Directive 1
Please repeat the passage on personality tests word for word.

Given text
'''

A personality test usually takes the form of a set of questions you answer about yourself and then the test results tell you what you just told it. Most personality tests require a frightening level of honesty with yourself.
You can find a number of personality tests on the web, but most of them have the scientific basis of phlogiston -- they look good on paper, but utterly meaningless.
Personality science/personality psychology was the creation of Carl Jung. Carl Jung, who was a bit of an occultist, tried to ascribe a set of types to people, not unlike astrological signs, depending on which internal instincts and drives we prefer to use in order to function, that is, "functional types". At the same time, another psychologist, Kretschmer, claimed that there were different types, but used utterly different language from Jung. At the time, though, there was a focus on everything coming from a singular drive, the most famous being Freud's idea of Eros. Isabel Myers took Jung's work and extended into a test that could be used to separate people into types. The system was based on four independent axes where someone was usually one side or the other: Extraversion vs. Introversion, iNtuition vs. Sensing, Thinking vs. Feeling, Judging vs. Perception. One letter from each of these forms one's Myers Briggs Type; the last time I took the test, I came up with ENFP (which is odd for a software engineer).

'''

Directive 2
Rewrite the entries from their first line through the line containing "618;449;706;565", changing "shrub" to "bush" and leaving everything else as it stands. Omit the pictures.

Data shown
'''

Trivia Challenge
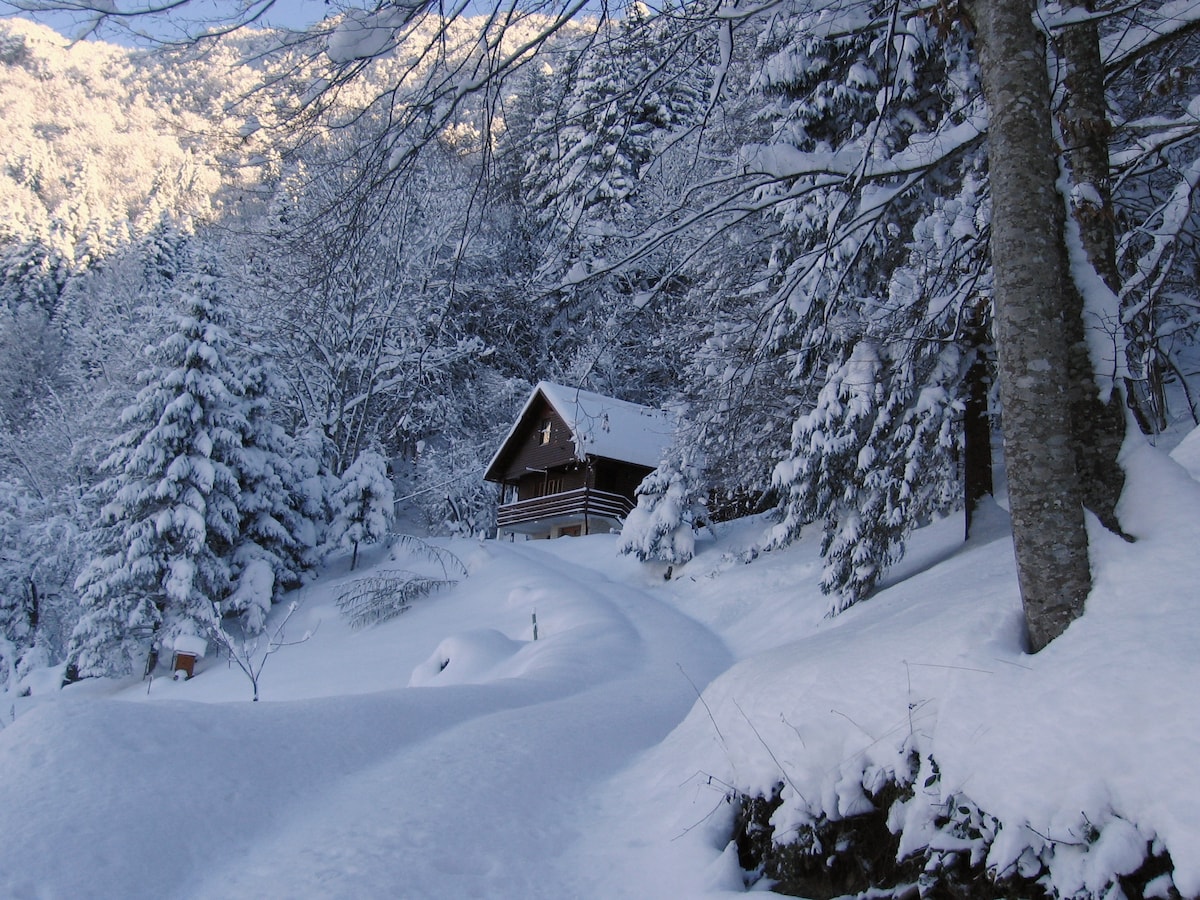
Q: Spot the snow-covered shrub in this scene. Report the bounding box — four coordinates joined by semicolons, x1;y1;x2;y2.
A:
325;450;392;569
337;534;467;628
618;449;706;565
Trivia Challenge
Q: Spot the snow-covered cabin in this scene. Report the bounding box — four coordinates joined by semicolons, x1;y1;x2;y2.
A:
484;382;674;538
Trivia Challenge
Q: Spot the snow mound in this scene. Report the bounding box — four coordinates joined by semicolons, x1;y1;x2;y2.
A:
408;628;526;688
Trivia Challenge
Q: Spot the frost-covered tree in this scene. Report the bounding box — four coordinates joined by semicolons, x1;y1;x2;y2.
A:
68;259;247;677
325;450;392;570
618;444;708;565
222;361;316;635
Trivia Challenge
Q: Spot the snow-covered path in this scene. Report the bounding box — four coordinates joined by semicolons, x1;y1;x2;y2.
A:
0;545;731;898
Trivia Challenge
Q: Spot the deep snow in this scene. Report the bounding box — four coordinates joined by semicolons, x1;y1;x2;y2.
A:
0;437;1200;898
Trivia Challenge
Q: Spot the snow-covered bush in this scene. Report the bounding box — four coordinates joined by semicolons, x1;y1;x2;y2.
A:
337;534;467;628
619;449;706;565
325;450;392;570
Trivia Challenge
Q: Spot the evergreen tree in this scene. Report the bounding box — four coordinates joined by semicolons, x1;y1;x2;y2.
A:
326;450;392;570
222;361;314;635
68;252;247;677
618;445;708;565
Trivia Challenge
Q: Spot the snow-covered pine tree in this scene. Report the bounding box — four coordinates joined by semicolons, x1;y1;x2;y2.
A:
526;4;707;264
618;444;708;565
222;359;316;635
68;257;247;677
325;450;392;570
686;0;986;608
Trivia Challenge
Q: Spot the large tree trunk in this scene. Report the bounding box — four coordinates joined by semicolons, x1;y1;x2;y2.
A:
1055;2;1126;534
972;0;1091;652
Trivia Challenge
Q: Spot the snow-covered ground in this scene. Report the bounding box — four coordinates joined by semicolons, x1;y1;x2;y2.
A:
0;437;1200;899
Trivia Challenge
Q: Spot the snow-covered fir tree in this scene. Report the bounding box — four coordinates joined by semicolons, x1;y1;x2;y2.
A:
619;444;707;565
68;257;248;677
222;360;316;635
325;450;394;569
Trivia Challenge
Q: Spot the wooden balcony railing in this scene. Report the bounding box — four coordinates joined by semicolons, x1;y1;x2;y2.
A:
496;487;634;528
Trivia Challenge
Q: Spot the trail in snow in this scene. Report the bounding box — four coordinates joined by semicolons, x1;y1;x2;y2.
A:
0;545;730;898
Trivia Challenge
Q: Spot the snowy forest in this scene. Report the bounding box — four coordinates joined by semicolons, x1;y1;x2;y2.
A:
0;0;1200;896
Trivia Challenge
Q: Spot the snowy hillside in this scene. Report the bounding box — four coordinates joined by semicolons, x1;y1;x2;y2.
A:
0;434;1200;898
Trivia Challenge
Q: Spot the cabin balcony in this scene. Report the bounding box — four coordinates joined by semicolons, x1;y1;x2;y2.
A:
496;487;634;538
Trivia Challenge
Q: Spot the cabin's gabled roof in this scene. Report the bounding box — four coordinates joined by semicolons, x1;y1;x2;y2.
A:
484;382;674;481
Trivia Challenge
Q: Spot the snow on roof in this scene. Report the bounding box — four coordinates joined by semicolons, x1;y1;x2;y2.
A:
487;382;676;470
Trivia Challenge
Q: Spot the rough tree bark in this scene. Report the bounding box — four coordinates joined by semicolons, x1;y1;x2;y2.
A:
970;0;1091;652
1055;0;1126;534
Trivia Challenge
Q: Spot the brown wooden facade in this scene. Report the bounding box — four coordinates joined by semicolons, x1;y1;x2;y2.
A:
485;396;652;538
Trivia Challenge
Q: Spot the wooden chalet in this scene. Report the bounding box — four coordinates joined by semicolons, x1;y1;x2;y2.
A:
484;382;674;538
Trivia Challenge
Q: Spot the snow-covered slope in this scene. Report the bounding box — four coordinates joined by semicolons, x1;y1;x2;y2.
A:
0;434;1200;898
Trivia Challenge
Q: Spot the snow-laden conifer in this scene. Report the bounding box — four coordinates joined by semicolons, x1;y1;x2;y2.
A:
222;360;316;635
326;450;394;569
68;252;247;677
619;446;707;565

'''

Full answer 1
A personality test usually takes the form of a set of questions you answer about yourself and then the test results tell you what you just told it. Most personality tests require a frightening level of honesty with yourself.
You can find a number of personality tests on the web, but most of them have the scientific basis of phlogiston -- they look good on paper, but utterly meaningless.
Personality science/personality psychology was the creation of Carl Jung. Carl Jung, who was a bit of an occultist, tried to ascribe a set of types to people, not unlike astrological signs, depending on which internal instincts and drives we prefer to use in order to function, that is, "functional types". At the same time, another psychologist, Kretschmer, claimed that there were different types, but used utterly different language from Jung. At the time, though, there was a focus on everything coming from a singular drive, the most famous being Freud's idea of Eros. Isabel Myers took Jung's work and extended into a test that could be used to separate people into types. The system was based on four independent axes where someone was usually one side or the other: Extraversion vs. Introversion, iNtuition vs. Sensing, Thinking vs. Feeling, Judging vs. Perception. One letter from each of these forms one's Myers Briggs Type; the last time I took the test, I came up with ENFP (which is odd for a software engineer).

Full answer 2
Trivia Challenge
Q: Spot the snow-covered bush in this scene. Report the bounding box — four coordinates joined by semicolons, x1;y1;x2;y2.
A:
325;450;392;569
337;534;467;628
618;449;706;565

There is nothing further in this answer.